## Given problem
Recast the lines of the data below as a JSON list of strings, one string per line and no blank lines. Leave the pictures out of your answer.
________________
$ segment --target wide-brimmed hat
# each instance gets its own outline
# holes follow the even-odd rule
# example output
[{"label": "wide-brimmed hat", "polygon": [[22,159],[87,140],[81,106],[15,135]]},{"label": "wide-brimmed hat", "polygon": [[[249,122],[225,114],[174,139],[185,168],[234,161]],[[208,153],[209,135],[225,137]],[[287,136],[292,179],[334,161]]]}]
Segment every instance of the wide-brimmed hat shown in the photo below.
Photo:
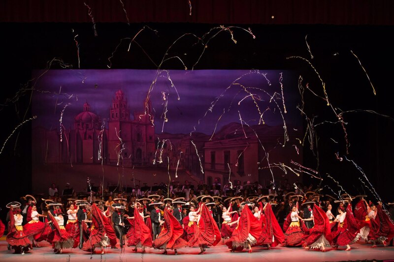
________________
## Answer for the task
[
  "$ segment --target wide-brimmed hat",
  "# each instance gets its own outline",
  "# holes follow the even-odd rule",
  "# example output",
  "[{\"label\": \"wide-brimmed hat\", \"polygon\": [[22,159],[87,140],[81,106],[15,135]]},{\"label\": \"wide-brimmed hat\", \"polygon\": [[[249,122],[225,114],[174,139],[185,168],[234,161]],[[208,153],[209,135],[225,137]],[[287,136],[292,179],[334,161]]]}]",
  "Segment every instance of the wide-brimmed hat shown in the photo below.",
  "Photo:"
]